* _Provided data_:
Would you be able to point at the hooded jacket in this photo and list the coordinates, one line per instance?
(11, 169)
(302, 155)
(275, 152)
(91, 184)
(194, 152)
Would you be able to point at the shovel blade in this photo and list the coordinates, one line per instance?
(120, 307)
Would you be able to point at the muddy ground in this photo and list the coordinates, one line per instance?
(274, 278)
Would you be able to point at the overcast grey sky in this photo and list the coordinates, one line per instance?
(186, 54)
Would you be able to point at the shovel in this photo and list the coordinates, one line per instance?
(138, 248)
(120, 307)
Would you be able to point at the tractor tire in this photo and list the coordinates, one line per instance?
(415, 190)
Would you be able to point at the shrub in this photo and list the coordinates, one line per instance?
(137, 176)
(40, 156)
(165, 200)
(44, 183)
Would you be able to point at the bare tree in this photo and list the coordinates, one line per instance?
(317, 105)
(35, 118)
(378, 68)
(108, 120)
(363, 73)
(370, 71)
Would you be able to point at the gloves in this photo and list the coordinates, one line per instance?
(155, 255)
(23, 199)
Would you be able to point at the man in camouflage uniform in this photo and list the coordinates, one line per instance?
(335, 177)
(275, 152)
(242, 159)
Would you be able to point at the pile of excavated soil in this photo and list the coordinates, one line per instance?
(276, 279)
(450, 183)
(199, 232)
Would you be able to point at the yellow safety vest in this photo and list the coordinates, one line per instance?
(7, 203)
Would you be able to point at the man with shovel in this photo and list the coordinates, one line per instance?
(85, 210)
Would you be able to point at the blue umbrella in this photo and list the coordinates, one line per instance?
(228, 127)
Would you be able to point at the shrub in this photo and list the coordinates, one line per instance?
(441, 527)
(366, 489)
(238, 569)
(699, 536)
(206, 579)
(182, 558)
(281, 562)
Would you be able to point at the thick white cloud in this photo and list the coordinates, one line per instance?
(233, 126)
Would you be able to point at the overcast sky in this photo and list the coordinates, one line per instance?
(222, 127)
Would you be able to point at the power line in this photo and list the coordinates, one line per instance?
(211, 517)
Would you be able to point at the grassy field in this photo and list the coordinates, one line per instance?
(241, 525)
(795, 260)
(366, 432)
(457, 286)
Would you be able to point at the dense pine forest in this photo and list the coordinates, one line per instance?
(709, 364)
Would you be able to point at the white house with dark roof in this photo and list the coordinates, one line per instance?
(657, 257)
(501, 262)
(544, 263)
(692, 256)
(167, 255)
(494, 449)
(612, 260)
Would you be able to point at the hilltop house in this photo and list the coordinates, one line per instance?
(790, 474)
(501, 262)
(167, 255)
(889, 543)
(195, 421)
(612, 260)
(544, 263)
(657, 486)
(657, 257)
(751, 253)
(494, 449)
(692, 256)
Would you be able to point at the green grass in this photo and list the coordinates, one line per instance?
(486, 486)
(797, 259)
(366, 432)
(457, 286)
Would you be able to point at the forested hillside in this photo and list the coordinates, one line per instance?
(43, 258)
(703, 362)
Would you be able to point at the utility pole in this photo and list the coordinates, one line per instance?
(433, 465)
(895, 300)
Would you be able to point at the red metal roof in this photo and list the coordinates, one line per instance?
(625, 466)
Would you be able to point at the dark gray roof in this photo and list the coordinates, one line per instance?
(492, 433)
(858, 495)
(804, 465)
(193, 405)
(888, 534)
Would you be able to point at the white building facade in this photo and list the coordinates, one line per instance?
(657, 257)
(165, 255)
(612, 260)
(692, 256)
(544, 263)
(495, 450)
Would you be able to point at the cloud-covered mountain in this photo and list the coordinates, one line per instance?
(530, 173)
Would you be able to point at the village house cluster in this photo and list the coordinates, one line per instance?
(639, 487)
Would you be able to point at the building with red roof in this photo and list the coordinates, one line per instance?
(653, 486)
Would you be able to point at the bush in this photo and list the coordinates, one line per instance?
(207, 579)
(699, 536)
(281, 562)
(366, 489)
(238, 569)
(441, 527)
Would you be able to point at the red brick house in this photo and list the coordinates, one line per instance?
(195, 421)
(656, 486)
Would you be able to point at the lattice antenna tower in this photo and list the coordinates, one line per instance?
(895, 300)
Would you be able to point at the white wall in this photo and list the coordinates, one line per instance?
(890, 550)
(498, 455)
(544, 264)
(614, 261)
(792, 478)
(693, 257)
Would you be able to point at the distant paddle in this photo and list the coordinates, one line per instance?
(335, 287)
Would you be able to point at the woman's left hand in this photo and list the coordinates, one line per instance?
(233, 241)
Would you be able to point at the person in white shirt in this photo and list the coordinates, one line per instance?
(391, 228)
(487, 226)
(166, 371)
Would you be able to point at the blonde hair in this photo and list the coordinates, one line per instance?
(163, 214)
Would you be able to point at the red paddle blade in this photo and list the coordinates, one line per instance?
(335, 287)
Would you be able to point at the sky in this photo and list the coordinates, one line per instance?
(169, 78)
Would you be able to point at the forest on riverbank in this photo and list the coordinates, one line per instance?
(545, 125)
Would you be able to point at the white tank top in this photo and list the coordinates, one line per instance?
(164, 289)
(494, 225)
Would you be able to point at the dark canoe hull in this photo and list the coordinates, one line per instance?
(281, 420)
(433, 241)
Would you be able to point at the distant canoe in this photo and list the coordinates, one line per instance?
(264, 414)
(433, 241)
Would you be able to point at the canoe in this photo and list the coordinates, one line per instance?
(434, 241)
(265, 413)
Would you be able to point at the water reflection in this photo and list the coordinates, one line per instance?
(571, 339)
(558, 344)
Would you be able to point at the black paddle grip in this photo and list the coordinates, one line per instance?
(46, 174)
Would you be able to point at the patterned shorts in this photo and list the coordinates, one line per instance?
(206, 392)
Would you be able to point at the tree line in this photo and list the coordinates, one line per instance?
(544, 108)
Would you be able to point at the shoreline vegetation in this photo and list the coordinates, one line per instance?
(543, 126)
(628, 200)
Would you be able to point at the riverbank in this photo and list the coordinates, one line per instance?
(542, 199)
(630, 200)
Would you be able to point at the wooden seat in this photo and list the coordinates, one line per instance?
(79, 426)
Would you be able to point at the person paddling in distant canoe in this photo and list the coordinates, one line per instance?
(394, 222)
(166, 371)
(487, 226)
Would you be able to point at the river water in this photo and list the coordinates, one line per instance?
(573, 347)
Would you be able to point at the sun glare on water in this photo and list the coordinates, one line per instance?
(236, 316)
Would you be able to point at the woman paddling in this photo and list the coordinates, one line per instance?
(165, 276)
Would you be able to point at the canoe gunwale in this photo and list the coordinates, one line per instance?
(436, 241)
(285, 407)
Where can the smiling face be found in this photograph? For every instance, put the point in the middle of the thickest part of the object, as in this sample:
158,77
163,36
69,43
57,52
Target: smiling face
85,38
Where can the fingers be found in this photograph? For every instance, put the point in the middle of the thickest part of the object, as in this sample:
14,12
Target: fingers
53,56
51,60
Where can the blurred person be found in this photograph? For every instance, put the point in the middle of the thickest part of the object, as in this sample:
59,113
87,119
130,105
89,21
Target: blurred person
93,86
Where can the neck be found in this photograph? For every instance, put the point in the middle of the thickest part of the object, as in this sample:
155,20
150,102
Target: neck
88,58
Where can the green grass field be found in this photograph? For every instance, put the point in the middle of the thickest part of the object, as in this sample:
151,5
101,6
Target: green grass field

* _What the exercise asks_:
When you output the entries, keep every word exactly as it stands.

* _Written response_:
Would you be able to point at the hooded jacket in this photo and list the coordinates, one line per instance?
(11, 169)
(302, 155)
(275, 152)
(91, 184)
(194, 152)
Would you be able to point at the shovel blade in this photo and list the coordinates, one line per instance?
(120, 307)
Would you be able to point at the muddy ground in this photo and list the coordinates, one line per instance?
(274, 278)
Would you be able to point at the overcast grey sky in this photo and list the coordinates, one line per instance?
(186, 54)
Would you be able to point at the shovel in this photo and list the coordinates, one line per instance?
(138, 248)
(120, 307)
Would you be able to point at the tractor tire in this photo and list the coordinates, one line per instance?
(415, 190)
Would you be able to point at the shrub in this photo and list the coordinates, one line per instance?
(137, 176)
(40, 156)
(165, 200)
(44, 183)
Would you be able to point at the bare tree in this photo and list the coordinates, one line per instance?
(317, 105)
(35, 118)
(378, 68)
(108, 120)
(363, 73)
(370, 71)
Would you be able to point at the gloves in this photo and list the coordinates, one line per instance?
(155, 255)
(23, 199)
Would you be able to point at the man in camouflage uniform in this photo and list the coordinates, one line per instance?
(335, 177)
(275, 152)
(242, 159)
Would you be able to point at the pile of excavated soil in this photo and list the coordinates, one line per instance?
(276, 279)
(450, 183)
(199, 232)
Would you be able to point at the yellow safety vest in this photo and list the coordinates, one line per instance?
(7, 203)
Would you be able to point at the man with shovel in this photo and list the coordinates, one line per instance?
(85, 210)
Would you be able to point at the blue umbrella in this photo and list the coordinates, one line per instance?
(228, 127)
Would you be able to point at the shrub in this photo and list the coordinates, one line per instance?
(441, 527)
(366, 489)
(238, 569)
(699, 536)
(206, 579)
(182, 558)
(281, 562)
Would you be able to point at the thick white cloud in this photo and list the coordinates, one line per instance?
(233, 126)
Would you be able to point at the overcast sky in this photo and list the coordinates, one line per instance?
(222, 127)
Would you be able to point at the power line in this photo and list the coordinates, one line per instance?
(211, 517)
Would you be able to point at the grassy field in this photo and list the coordinates, one line per instance?
(241, 525)
(795, 260)
(366, 432)
(457, 286)
Would you be able to point at the dense pine forest in this photo and list the coordinates, one line per instance?
(709, 364)
Would you be able to point at the white house with dark roof in this photo and list the coordinates, one line per instance?
(657, 257)
(501, 262)
(544, 263)
(692, 256)
(167, 255)
(494, 449)
(612, 260)
Would you be able to point at the hilltop house in this photo and list the coordinates, one line per instance?
(790, 474)
(501, 262)
(167, 255)
(889, 543)
(195, 421)
(612, 260)
(544, 263)
(657, 486)
(657, 257)
(751, 253)
(494, 449)
(692, 256)
Would you be able to point at the green grass in this photo and list the coordinates, one line per instance?
(486, 486)
(797, 259)
(366, 432)
(457, 286)
Would you be able to point at the forested hillside in this photo and list the coordinates, one line per instance?
(43, 258)
(703, 362)
Would you be able to point at the utility pole in this photo and list the coordinates, one line per instance?
(433, 465)
(895, 300)
Would you be able to point at the red metal roof in this photo and list the coordinates, one line per instance?
(625, 466)
Would you be able to point at the dark gray roof in this photo and list the coordinates, one line per instance?
(492, 433)
(858, 495)
(804, 465)
(193, 405)
(888, 534)
Would you be able to point at the white building facade in this photo and list the coordinates, one line per instance?
(657, 257)
(165, 255)
(612, 260)
(692, 256)
(544, 263)
(495, 450)
Would you be able to point at the cloud-covered mountain in this photo and list the coordinates, one line per instance?
(530, 173)
Would you be able to point at the village house cluster in this photo and list the coordinates, one line per instance?
(639, 487)
Would you be able to point at the building with red roof in this photo and list the coordinates, one line per instance?
(653, 486)
Would you be able to point at the bush in this photo and list the coordinates, one line per instance?
(207, 579)
(699, 536)
(281, 562)
(366, 489)
(238, 569)
(441, 527)
Would you be able to point at the red brick house in this photo and list the coordinates, one line per instance?
(195, 421)
(656, 486)
Would you be able to point at the lattice antenna tower in this photo and list the coordinates, one line per instance?
(895, 300)
Would you be able to point at the white wall in this photo and list the coordinates, one line per instance?
(890, 550)
(498, 455)
(544, 264)
(614, 261)
(792, 478)
(693, 257)
Would you be able to point at the distant paddle in this photo and list the coordinates, one line per instance?
(335, 287)
Would you be able to point at the woman's left hand in this photo and list the coordinates, one line per instance?
(233, 241)
Would you be able to point at the person in white shirt in this photo and list the coordinates, one line per instance?
(391, 228)
(487, 226)
(166, 371)
Would you be able to point at the blonde hair in this photo and list the coordinates, one line per instance?
(163, 214)
Would you be able to point at the red paddle blade in this photo and list the coordinates, one line per instance?
(335, 287)
Would you be able to point at the sky in this photo and list the coordinates, one line per instance?
(169, 78)
Would you be able to point at the forest on riverbank in this photo and list the coordinates, one line per instance?
(545, 125)
Would you be able to point at the white tank top in this photo and list the coordinates, one line per instance?
(164, 289)
(494, 225)
Would you be able to point at the dark canoe hull in this photo and list the coordinates, one line per instance?
(281, 420)
(433, 241)
Would you be able to point at the distant canoe in this photo and list the coordinates, one line per instance?
(264, 414)
(433, 241)
Would you be able to point at the canoe in this photo and list the coordinates, one line per instance?
(434, 241)
(265, 413)
Would you be able to point at the water reflection in this photo and list the coordinates, one line per instance?
(571, 339)
(558, 344)
Would you be able to point at the black paddle grip in this photo and list the coordinates, one line per instance?
(46, 174)
Would you be able to point at the patterned shorts in this photo and list the coordinates, one line per instance?
(206, 392)
Would you be able to point at the tree line in this photo and list the coordinates, one line per instance?
(544, 108)
Would you be able to point at the shoreline vegetation in this photo and list the coordinates, one line per instance?
(543, 126)
(628, 200)
Would you be able to point at the riverbank in this photo and list the coordinates, one line per instance?
(542, 199)
(630, 200)
Would you be able to point at the wooden seat in this photo and list the coordinates, one line per instance?
(79, 426)
Would you be able to point at the person paddling in distant canoe in this photo and list the coordinates, one line per instance?
(394, 222)
(166, 371)
(487, 226)
Would you be able to point at the river water in this photo and list the coordinates, one line per instance?
(573, 347)
Would you be able to point at the sun glare on water in this photo and list the coordinates, one line per instance?
(236, 316)
Would you be able to point at the woman paddling in this photo and list the coordinates, one line per instance?
(165, 276)
Would you be able to point at the canoe gunwale in this photo and list the coordinates, one line per instance?
(436, 241)
(285, 407)
Where can the smiling face be found in this photograph? For every instance, put the point in the middle of the thickest part of the object, as in this sample:
158,77
163,36
69,43
57,52
Target: smiling face
85,38
Where can the fingers be found in this photograph? For every instance, put the point in the middle of the thickest part of the object, as in this sample:
14,12
Target: fingers
53,56
51,60
Where can the blurred person be found in this photograph? For every instance, put the point in the middle of the thickest part of the object, as in this sample:
59,113
87,119
130,105
89,21
Target: blurred person
93,86
Where can the neck be found in this photograph? For every instance, put the point in the middle of the thickest part of the object, as in this sample:
155,20
150,102
Target: neck
88,58
Where can the green grass field be found in this photograph? For every instance, put the point in the middle of the thickest part of the object, as in this sample:
151,5
101,6
Target: green grass field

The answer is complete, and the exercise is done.